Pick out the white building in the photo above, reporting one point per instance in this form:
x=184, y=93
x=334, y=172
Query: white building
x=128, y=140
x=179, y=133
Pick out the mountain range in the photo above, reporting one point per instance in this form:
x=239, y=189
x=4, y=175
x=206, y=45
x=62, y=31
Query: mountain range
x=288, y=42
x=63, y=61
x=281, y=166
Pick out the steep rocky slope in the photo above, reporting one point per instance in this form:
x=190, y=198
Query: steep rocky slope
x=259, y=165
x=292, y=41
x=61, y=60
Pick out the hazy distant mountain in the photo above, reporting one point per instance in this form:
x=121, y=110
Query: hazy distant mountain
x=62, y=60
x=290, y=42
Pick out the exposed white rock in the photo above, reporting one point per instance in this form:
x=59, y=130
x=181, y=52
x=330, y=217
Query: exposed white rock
----
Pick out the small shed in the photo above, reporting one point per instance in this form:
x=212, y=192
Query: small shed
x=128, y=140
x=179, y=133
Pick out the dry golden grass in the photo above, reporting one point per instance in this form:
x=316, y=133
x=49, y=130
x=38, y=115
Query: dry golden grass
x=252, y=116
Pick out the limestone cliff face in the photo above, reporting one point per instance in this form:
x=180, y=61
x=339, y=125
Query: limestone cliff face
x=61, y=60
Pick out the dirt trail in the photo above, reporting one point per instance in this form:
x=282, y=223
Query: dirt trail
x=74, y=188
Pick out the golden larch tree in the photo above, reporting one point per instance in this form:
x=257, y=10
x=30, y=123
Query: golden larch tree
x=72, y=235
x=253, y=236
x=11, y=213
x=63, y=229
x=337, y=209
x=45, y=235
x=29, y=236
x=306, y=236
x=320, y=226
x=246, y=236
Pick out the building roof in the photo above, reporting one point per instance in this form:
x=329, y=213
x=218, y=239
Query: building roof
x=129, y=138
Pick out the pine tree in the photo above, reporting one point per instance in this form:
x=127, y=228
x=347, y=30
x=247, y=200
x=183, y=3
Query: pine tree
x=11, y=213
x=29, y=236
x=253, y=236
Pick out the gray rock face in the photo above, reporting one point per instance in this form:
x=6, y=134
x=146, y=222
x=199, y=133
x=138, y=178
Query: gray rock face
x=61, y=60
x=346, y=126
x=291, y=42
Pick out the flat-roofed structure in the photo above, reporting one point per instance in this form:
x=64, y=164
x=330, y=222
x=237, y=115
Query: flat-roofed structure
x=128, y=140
----
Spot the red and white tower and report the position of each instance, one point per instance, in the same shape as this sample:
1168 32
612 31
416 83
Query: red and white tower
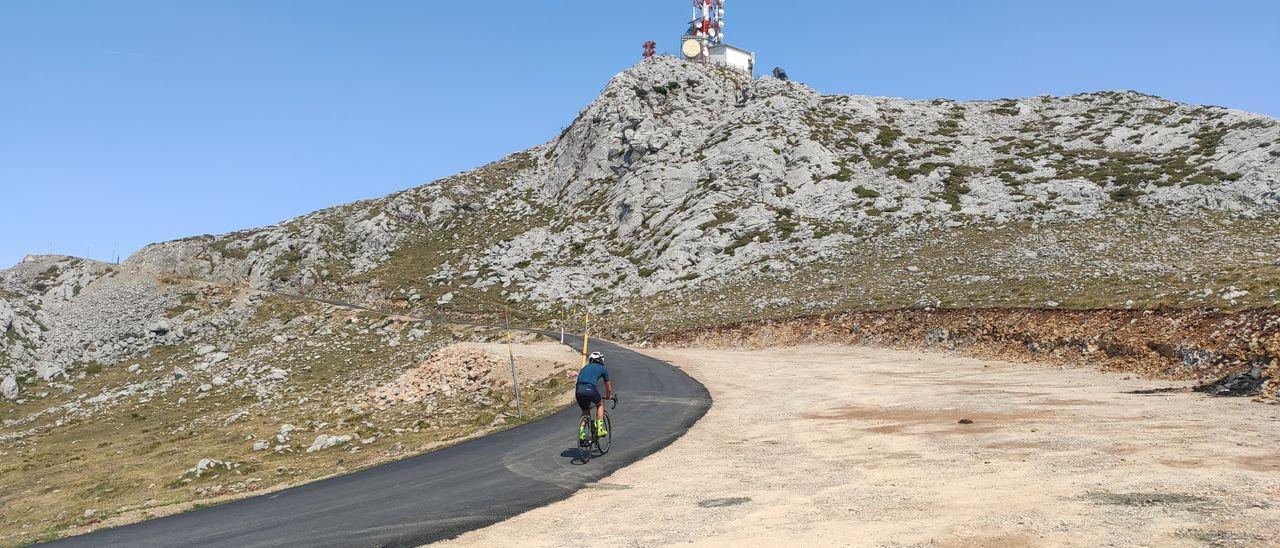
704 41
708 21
----
Identify every line in the entries above that contains the word "limestone" and copy each one out in full.

Pick out the limestone cliff face in the photo above, reporting one point per instance in this form:
Query: limestone cliff face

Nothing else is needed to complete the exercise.